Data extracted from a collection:
/---

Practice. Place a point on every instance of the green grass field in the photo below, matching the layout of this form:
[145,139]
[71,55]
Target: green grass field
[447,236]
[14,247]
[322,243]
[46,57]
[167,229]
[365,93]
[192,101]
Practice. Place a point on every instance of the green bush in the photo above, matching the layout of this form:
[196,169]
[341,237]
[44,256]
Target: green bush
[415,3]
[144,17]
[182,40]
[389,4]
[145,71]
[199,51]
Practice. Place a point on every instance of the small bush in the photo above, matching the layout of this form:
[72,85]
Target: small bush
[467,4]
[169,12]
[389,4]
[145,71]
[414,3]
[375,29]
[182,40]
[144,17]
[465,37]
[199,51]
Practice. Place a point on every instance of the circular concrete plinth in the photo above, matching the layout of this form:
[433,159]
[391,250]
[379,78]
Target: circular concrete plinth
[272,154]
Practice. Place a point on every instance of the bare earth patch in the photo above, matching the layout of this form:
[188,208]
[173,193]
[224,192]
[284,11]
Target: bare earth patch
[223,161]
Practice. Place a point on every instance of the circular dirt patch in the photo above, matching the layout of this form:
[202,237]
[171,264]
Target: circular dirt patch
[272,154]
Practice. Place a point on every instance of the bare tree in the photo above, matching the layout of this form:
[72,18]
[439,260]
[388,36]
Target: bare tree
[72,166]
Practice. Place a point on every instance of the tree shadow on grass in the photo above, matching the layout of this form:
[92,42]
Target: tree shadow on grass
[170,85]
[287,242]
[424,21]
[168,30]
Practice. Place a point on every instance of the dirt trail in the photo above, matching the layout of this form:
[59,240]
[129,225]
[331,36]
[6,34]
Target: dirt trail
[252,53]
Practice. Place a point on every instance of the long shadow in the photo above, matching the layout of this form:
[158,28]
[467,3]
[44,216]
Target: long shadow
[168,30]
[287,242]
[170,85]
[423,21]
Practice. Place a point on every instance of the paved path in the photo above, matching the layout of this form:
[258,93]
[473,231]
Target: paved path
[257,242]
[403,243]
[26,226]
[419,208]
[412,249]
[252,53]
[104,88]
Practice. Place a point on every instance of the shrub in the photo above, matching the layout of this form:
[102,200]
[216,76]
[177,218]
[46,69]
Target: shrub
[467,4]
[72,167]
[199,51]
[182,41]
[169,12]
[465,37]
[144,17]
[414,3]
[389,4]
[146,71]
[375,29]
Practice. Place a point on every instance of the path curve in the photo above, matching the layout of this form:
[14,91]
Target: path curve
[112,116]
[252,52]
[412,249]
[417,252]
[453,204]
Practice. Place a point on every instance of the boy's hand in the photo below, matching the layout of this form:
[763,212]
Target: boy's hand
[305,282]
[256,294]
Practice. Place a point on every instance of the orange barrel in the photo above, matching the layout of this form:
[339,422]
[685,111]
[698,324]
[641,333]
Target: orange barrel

\---

What you need to do: Your reply should consist of the records, copied exactly.

Written reply:
Practice. Place a point on every instance of the green grass field in the photo below, matching the layout of this form:
[145,139]
[71,55]
Target: green grass field
[447,236]
[14,247]
[322,243]
[46,57]
[167,229]
[365,93]
[192,101]
Practice. Place a point on every instance of the green bush in the photo above, matching the layout of this form:
[196,169]
[341,237]
[44,256]
Target: green bush
[415,3]
[144,17]
[182,40]
[389,4]
[145,71]
[199,51]
Practice. Place a point on every instance of the small bush in the photo above, matching the layout of this form:
[72,85]
Target: small bush
[467,4]
[169,12]
[389,4]
[145,71]
[414,3]
[375,29]
[182,40]
[144,17]
[465,37]
[199,51]
Practice. Place a point on every instance of the circular concrete plinth in the photo above, matching the layout of this form:
[433,159]
[391,250]
[379,78]
Target: circular concrete plinth
[272,154]
Practice. Place a point on every instance of the bare earth patch in the photo above, matching the layout of this form:
[188,208]
[173,193]
[224,192]
[284,11]
Target: bare earth patch
[223,161]
Practice. Place a point on every instance of the circular dirt patch in the photo above, matching the layout of this form:
[202,237]
[171,264]
Target: circular dirt patch
[272,154]
Practice. Place a point on every instance of the bare tree in the photo above, matching the layout of this form:
[72,18]
[439,260]
[388,36]
Target: bare tree
[72,166]
Practice. Place a point on every instance of the tree shadow on grass in the photo above, matching the layout of this form:
[92,42]
Target: tree shadow on grass
[170,85]
[287,242]
[424,21]
[168,30]
Practice. Place a point on every instance of the dirt trail in the photo above, matching the layout of this form:
[59,240]
[129,225]
[331,36]
[6,34]
Target: dirt trail
[252,53]
Practice. Place a point on every instance of the long shadow in the photo above, matching the layout of this form:
[158,28]
[467,3]
[44,216]
Target: long shadow
[168,30]
[287,242]
[170,85]
[423,21]
Practice. Place a point on every instance of the paved path in the photo above, matching the layout of this form:
[258,93]
[473,231]
Target: paved path
[257,242]
[403,243]
[26,226]
[419,208]
[412,249]
[252,53]
[104,88]
Practice. Place a point on every instance of the shrub in the photo above, matching the layout of this form:
[102,200]
[216,76]
[177,218]
[46,69]
Target: shrub
[467,4]
[72,167]
[199,51]
[182,41]
[169,12]
[465,37]
[144,17]
[414,3]
[389,4]
[146,71]
[375,29]
Practice. Place a point on every instance of the path curve in the photo above, matching the layout of this form:
[14,91]
Target: path curve
[112,116]
[252,52]
[412,249]
[417,252]
[453,204]
Practice. Place a point on every instance of the boy's hand in the photo below, matching the layout of this form:
[763,212]
Target: boy's hand
[305,282]
[256,294]
Practice. Place a point on every instance of the orange barrel in the photo above, matching the layout of this form:
[339,422]
[685,111]
[698,324]
[641,333]
Target: orange barrel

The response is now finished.